▸ TO DO:
Please select every line in the data below that contains the word "road", matching case exactly, and copy those lines out.

Entries for locating named items
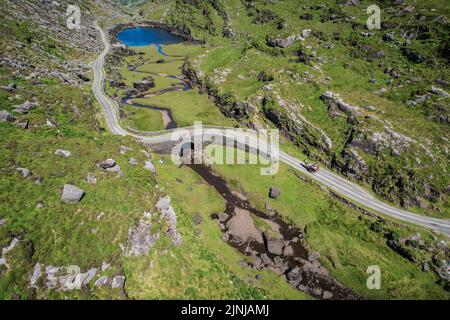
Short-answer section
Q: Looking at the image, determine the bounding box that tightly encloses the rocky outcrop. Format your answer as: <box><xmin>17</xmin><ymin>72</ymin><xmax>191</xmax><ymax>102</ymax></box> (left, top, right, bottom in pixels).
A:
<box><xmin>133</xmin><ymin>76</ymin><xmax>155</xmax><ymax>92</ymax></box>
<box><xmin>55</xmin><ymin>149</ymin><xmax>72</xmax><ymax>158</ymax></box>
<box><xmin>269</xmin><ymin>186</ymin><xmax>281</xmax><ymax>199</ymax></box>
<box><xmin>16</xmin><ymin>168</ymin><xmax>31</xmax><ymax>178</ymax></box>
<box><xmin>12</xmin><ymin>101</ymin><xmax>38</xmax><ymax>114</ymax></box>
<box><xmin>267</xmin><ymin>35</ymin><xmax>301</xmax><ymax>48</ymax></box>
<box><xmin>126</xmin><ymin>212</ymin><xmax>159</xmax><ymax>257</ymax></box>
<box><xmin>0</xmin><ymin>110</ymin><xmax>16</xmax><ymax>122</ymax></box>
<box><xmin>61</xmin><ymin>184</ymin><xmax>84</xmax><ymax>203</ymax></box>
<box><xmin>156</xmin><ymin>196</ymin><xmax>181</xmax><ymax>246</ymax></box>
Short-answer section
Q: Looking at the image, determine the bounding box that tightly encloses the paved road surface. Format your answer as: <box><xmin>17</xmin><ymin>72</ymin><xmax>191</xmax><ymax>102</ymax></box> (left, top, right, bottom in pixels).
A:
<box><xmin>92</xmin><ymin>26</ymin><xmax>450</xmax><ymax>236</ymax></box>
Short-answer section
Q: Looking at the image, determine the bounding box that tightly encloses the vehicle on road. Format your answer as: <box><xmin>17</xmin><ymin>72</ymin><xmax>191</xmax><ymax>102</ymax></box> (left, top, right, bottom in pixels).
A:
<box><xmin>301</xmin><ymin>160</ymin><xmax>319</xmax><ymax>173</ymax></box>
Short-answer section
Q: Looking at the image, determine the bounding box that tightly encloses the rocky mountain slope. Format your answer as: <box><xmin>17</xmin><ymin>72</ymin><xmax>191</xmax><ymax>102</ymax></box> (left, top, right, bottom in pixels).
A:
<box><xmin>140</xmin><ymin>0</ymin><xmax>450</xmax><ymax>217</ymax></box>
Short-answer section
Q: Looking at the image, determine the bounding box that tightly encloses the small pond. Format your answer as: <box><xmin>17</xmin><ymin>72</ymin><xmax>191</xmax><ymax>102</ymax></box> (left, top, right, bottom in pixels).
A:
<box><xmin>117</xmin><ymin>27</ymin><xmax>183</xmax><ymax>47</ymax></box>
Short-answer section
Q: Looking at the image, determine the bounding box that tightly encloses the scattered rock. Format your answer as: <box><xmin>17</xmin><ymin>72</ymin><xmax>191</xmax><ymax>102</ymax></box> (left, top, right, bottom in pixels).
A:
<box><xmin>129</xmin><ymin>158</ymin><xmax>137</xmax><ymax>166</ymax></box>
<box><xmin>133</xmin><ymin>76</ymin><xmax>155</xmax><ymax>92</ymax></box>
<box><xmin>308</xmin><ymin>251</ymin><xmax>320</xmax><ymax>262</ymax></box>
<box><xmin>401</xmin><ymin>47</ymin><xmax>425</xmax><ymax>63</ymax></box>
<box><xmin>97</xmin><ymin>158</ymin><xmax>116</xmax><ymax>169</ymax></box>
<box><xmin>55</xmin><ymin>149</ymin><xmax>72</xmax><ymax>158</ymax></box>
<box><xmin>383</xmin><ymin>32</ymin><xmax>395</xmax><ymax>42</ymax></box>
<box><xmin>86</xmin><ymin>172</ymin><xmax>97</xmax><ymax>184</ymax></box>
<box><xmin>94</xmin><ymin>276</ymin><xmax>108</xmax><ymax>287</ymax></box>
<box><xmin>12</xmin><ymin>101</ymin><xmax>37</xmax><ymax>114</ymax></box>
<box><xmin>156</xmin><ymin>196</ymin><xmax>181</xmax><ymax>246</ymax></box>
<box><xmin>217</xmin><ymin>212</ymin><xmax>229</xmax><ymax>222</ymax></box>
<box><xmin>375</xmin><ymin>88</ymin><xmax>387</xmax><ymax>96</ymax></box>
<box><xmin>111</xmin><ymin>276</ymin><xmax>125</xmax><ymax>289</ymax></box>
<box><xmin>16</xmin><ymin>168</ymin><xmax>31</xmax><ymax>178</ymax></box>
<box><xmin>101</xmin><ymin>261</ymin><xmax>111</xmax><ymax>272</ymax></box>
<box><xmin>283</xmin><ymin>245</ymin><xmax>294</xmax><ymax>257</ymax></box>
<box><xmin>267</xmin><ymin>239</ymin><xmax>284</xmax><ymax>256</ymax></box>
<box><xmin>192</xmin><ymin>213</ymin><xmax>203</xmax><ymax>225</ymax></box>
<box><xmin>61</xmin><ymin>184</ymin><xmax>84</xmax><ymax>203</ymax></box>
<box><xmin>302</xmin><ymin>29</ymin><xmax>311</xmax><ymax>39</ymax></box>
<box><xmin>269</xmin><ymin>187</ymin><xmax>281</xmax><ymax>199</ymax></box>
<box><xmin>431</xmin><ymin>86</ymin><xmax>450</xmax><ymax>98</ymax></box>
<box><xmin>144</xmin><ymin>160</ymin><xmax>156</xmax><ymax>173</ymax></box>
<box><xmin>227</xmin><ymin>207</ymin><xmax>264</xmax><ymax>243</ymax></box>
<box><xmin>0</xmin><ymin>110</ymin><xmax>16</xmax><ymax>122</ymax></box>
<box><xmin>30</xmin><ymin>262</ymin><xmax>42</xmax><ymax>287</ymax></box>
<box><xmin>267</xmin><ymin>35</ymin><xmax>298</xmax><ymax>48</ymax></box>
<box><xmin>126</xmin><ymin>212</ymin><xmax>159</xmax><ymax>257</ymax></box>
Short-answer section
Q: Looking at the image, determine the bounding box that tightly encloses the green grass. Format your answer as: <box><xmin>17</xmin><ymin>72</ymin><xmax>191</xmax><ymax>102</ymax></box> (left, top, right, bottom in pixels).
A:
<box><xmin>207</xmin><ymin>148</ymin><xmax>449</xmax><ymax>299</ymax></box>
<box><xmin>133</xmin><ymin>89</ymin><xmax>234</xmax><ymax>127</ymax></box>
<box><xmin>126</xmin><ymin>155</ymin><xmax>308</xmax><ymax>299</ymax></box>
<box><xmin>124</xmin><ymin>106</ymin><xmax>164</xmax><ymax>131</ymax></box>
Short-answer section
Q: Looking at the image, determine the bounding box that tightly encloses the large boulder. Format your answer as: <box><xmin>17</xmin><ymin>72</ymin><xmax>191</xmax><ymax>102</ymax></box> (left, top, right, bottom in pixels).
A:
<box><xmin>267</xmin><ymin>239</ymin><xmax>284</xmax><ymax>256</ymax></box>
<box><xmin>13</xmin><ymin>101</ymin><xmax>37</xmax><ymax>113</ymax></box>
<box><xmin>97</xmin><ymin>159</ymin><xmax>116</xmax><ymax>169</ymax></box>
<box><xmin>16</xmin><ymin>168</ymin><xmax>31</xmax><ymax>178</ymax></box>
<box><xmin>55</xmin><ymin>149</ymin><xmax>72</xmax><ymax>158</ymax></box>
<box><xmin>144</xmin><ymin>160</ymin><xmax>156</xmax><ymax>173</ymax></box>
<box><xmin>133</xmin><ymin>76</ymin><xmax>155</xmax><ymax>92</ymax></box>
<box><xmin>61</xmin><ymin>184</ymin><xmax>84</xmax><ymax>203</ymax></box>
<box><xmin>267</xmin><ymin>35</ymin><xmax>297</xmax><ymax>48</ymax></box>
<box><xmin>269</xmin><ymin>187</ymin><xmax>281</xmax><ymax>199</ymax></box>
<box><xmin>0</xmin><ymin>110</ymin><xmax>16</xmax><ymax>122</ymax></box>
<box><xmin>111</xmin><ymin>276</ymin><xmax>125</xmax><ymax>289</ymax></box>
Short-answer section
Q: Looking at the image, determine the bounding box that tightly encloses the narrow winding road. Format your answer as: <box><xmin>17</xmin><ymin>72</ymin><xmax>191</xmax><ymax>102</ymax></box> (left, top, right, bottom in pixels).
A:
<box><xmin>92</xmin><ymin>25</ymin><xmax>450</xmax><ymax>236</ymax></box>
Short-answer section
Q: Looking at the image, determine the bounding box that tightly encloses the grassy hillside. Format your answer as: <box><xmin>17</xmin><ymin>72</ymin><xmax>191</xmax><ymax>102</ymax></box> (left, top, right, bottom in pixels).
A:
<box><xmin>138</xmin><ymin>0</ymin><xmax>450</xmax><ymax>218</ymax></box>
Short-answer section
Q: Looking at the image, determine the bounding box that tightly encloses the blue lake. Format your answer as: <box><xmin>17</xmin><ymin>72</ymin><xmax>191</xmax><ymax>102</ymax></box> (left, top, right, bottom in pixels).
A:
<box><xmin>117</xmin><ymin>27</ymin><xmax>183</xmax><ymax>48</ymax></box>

--

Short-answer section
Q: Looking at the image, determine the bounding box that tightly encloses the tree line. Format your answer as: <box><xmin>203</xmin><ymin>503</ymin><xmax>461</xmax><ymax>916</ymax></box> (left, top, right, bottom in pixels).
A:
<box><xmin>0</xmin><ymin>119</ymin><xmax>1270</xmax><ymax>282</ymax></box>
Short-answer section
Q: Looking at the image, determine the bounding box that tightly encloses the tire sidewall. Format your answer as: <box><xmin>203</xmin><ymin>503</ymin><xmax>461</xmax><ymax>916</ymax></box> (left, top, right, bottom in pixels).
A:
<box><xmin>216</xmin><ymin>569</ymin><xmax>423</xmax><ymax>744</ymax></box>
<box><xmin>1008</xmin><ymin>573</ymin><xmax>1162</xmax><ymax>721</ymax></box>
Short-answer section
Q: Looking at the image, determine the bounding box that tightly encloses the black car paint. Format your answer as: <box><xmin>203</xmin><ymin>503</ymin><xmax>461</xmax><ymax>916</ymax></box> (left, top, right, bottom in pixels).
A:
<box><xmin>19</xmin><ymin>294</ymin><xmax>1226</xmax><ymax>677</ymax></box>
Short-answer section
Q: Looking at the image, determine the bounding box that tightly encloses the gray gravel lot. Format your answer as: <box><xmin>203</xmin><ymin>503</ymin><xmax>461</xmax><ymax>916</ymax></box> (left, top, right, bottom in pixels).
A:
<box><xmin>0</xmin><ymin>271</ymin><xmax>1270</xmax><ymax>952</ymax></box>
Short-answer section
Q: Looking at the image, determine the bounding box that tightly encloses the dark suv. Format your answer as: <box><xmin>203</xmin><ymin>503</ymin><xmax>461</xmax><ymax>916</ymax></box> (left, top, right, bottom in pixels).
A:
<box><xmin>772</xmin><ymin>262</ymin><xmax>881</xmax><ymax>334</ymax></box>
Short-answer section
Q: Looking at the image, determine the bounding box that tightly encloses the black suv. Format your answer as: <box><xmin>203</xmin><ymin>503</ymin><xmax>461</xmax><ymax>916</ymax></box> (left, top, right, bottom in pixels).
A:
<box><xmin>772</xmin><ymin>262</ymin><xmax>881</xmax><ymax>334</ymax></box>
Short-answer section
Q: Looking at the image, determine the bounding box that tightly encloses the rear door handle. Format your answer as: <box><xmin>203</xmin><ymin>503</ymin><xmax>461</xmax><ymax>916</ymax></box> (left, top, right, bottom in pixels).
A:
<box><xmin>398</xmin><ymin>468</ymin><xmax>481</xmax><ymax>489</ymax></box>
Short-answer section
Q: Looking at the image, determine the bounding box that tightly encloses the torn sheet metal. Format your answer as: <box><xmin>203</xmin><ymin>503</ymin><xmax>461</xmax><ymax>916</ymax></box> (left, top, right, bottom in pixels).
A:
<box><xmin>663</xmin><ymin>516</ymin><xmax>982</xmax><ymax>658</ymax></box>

* * *

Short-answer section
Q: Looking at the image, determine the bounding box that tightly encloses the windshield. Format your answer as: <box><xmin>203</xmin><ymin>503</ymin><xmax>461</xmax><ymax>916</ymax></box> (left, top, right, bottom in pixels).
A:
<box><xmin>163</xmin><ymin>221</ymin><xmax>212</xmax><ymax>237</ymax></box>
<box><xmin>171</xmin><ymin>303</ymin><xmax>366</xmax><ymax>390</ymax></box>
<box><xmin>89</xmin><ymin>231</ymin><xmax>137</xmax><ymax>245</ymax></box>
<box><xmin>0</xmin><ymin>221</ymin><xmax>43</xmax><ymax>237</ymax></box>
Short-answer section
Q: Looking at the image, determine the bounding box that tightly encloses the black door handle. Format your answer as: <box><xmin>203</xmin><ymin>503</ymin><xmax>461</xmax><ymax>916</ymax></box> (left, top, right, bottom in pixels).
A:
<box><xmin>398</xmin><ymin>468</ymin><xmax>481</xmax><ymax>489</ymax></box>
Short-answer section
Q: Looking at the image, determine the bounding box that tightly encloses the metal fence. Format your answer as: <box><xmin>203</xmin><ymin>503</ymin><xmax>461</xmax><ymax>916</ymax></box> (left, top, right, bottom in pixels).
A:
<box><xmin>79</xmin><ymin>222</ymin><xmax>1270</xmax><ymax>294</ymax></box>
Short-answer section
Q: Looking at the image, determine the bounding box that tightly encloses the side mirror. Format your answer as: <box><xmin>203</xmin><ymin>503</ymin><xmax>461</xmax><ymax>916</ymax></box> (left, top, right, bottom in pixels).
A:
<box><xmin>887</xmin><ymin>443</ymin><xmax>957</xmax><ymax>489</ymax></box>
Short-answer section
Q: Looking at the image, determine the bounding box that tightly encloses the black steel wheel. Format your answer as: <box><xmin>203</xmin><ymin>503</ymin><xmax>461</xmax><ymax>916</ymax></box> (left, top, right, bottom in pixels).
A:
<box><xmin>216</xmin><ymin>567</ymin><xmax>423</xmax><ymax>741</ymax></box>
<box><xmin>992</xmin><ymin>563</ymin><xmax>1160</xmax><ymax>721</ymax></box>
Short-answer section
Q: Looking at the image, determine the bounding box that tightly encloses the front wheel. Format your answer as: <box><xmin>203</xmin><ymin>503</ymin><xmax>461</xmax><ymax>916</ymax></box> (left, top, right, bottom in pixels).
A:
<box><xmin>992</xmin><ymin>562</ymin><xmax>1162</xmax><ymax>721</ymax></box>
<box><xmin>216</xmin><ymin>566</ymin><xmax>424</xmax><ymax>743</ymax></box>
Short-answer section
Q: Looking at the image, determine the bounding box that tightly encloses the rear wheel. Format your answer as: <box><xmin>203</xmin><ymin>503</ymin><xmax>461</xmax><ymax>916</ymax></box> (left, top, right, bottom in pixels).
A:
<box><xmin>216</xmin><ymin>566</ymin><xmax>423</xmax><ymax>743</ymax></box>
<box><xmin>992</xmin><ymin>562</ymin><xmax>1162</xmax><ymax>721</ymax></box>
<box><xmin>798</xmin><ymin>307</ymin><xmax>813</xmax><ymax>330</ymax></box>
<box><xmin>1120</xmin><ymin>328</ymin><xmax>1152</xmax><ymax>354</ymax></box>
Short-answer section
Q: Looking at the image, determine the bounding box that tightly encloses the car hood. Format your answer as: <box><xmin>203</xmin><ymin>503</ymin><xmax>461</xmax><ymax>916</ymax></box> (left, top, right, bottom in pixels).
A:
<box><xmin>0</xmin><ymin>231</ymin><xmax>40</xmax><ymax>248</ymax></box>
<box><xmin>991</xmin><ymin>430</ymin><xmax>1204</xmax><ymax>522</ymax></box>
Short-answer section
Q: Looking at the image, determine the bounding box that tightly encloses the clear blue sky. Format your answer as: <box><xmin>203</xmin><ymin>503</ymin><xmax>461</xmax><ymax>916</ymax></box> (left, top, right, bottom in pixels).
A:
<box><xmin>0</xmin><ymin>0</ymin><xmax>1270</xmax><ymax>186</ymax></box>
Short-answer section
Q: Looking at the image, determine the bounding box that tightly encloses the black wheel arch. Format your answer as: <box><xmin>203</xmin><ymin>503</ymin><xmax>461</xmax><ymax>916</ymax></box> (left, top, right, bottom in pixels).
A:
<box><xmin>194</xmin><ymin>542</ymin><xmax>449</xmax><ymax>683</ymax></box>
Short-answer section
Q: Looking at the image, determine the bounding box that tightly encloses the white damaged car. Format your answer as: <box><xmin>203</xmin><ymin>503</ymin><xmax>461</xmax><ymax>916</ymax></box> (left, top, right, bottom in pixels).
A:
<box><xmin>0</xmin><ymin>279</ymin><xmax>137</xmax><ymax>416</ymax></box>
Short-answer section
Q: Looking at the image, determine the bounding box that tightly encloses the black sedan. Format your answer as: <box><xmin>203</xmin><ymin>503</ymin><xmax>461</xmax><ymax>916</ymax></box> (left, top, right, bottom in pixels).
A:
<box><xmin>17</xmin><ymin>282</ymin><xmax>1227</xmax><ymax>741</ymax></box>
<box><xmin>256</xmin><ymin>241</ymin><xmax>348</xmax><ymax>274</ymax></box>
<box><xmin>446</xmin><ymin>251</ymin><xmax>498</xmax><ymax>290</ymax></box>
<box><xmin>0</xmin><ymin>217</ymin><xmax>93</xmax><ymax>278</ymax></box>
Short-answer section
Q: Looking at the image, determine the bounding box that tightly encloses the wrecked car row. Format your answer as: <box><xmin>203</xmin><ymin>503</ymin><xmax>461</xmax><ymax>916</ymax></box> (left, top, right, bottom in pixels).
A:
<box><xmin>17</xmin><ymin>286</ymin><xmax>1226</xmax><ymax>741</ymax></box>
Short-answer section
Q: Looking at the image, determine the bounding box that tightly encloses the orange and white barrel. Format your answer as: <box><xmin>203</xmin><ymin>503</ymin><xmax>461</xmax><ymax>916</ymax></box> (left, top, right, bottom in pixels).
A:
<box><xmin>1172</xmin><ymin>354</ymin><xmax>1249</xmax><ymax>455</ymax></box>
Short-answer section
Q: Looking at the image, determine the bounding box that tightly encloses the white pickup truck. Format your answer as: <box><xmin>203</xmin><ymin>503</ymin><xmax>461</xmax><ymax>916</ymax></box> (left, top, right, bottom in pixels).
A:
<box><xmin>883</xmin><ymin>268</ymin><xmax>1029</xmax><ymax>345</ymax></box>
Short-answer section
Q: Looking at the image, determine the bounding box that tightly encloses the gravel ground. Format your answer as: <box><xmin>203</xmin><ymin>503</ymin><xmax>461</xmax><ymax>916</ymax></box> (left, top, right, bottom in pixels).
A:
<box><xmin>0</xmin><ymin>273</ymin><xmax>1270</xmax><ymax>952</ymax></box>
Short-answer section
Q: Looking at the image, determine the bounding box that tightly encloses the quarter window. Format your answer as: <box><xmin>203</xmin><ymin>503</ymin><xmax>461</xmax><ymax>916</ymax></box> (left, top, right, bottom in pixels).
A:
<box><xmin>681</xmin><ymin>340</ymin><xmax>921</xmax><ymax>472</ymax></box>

▸ RESPONSE TO THIS TASK:
Q: Looking at the image, determine the bounding box that tightly encloses the paved road surface. Format your answer as: <box><xmin>17</xmin><ymin>72</ymin><xmax>191</xmax><ymax>102</ymax></box> (left, top, right, bottom in pixels).
Q: Looking at the image, determine the bounding box that tightly encloses the vehicle on road. Format your answer as: <box><xmin>17</xmin><ymin>72</ymin><xmax>191</xmax><ymax>102</ymax></box> (left, top, right, bottom in pixels).
Q: Looking at the image, determine the bounding box that tightly encloses the narrow winding road. Format your answer as: <box><xmin>17</xmin><ymin>72</ymin><xmax>191</xmax><ymax>102</ymax></box> (left, top, right, bottom in pixels).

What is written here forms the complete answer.